** START OF Information provided **

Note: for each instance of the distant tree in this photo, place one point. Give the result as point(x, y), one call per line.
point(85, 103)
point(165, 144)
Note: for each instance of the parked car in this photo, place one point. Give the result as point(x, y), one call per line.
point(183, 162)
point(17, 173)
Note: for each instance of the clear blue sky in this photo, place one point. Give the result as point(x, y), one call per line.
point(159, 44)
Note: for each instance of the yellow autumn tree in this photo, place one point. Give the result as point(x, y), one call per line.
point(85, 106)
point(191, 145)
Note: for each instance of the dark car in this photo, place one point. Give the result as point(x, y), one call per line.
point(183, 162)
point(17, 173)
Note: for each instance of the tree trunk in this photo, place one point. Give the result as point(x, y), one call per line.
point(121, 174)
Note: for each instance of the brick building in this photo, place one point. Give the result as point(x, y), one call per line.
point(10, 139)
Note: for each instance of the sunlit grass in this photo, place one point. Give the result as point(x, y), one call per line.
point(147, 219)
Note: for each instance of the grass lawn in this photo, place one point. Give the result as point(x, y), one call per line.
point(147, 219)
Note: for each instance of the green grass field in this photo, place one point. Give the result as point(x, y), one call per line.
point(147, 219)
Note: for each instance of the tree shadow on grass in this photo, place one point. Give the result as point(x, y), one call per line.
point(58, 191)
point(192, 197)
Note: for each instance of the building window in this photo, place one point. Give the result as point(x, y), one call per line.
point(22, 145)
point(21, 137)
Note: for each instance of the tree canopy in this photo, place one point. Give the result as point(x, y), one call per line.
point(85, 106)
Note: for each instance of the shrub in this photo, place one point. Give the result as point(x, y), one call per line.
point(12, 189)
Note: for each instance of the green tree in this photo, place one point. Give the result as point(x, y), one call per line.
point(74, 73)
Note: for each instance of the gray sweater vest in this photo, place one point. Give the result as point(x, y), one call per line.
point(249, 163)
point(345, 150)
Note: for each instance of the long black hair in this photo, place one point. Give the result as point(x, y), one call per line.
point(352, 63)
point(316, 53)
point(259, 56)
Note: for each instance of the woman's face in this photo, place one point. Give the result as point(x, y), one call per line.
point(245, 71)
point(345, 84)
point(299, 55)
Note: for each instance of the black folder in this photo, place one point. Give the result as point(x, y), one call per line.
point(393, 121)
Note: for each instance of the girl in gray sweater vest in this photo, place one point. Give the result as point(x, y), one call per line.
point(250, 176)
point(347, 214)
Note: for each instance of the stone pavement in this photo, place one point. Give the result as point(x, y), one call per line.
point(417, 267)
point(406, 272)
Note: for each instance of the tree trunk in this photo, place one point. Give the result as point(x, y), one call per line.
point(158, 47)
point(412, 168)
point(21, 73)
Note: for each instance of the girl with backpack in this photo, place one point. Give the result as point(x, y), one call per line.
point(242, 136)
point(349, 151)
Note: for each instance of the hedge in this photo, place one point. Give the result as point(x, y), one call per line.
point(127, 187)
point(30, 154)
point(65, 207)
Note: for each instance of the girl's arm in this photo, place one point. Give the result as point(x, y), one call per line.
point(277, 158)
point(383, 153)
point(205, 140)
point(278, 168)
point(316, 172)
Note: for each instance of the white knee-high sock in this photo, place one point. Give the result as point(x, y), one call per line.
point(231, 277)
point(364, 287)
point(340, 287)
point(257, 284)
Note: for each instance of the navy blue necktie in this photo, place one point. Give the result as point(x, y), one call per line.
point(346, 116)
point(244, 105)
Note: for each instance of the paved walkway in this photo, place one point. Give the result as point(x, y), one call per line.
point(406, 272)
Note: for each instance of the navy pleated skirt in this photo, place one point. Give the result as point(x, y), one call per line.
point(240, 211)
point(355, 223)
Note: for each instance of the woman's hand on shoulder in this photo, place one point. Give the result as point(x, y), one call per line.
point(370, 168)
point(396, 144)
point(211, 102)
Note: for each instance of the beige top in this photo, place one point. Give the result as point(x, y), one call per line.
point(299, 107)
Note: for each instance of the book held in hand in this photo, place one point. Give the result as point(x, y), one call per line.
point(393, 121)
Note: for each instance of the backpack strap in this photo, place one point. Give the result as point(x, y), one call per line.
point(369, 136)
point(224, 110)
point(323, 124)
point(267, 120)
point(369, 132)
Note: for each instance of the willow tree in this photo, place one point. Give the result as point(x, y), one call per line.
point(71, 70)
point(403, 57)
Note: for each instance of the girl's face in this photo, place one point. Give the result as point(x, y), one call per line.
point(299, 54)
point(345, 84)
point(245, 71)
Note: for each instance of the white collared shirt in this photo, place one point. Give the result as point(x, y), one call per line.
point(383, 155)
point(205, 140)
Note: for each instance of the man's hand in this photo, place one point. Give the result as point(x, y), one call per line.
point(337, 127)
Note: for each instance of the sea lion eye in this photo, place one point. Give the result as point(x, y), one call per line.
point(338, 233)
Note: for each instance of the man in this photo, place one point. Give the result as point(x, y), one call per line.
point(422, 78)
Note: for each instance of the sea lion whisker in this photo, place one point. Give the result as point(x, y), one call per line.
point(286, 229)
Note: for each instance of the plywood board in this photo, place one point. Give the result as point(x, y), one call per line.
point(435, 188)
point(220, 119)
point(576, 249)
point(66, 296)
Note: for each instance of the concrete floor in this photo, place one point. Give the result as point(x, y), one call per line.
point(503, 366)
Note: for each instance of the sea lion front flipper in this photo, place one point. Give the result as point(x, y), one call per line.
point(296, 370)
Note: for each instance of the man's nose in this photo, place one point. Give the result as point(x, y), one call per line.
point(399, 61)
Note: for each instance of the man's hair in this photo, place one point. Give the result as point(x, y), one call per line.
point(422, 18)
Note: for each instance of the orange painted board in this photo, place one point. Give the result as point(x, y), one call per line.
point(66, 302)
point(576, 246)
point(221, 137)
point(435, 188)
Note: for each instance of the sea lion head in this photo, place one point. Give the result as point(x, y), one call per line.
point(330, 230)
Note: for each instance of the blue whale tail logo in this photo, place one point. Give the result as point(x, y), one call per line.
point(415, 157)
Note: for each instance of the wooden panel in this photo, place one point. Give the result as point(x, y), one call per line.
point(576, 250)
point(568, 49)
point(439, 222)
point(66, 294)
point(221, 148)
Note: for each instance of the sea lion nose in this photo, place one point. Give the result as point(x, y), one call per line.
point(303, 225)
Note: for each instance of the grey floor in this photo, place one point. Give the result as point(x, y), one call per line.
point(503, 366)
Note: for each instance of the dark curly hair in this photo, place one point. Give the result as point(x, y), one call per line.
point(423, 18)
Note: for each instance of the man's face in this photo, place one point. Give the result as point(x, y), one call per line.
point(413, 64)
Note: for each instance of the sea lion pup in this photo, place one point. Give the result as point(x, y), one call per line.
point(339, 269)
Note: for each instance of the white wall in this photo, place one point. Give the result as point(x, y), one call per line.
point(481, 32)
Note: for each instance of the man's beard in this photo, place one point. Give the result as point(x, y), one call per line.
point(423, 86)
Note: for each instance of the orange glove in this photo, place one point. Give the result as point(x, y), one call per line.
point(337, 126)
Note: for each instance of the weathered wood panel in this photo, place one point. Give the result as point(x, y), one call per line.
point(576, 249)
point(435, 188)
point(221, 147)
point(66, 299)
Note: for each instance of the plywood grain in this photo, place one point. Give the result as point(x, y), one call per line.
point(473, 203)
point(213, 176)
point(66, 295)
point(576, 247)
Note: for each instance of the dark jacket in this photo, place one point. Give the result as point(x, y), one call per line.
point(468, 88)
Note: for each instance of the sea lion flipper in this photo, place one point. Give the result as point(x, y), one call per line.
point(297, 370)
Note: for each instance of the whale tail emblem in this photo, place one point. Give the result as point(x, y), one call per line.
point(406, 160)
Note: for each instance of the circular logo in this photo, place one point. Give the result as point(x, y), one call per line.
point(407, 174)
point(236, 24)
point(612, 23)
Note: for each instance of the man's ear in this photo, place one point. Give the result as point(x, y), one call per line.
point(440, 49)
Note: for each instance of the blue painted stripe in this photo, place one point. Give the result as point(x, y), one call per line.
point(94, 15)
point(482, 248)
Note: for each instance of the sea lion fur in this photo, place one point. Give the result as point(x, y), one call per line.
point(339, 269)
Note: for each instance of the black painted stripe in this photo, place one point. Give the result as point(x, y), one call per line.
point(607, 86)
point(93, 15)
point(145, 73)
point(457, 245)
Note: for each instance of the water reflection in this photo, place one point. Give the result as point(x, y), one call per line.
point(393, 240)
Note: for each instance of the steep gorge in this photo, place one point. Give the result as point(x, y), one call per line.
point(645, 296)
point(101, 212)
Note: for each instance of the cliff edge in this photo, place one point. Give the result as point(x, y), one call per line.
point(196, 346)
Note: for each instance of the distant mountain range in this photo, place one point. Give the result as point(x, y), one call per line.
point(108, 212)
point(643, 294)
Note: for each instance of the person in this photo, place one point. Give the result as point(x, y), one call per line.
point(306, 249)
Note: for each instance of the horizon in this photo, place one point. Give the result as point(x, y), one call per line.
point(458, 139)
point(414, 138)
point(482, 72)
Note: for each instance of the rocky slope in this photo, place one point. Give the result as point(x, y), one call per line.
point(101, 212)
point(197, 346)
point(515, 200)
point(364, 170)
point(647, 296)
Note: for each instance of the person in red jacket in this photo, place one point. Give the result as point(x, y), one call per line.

** END OF Information provided **

Exercise »
Copy out the lines of the material word for word, beginning at the line that contains "Note: for each instance of the black painted" and continuing through the line that contains "point(482, 72)", both of those lines included.

Exercise answer »
Note: for each instance of the black painted stripe in this photo, place one point. Give the result as point(x, y), one call per line.
point(607, 86)
point(93, 15)
point(145, 73)
point(457, 245)
Note: for each instance of the water reflection in this photo, place one point. Give the result as point(x, y), one call per line.
point(393, 240)
Note: for each instance of the steep gorge in this photo, place one point. Give the result as point(x, y), one call per line.
point(645, 296)
point(101, 212)
Note: for each instance of the cliff edge in this photo, place one point. Give the result as point(x, y), one call per line.
point(196, 346)
Note: for each instance of the distant mountain range in this photo, place one point. Give the result as point(x, y), one call per line.
point(108, 212)
point(643, 294)
Note: for each instance of the person in this photo, place one point. Give the result as point(x, y), one call per line.
point(306, 249)
Note: for each instance of the horizon in this photo, place one point. Give the result as point(x, y), one call per line.
point(458, 139)
point(414, 138)
point(482, 72)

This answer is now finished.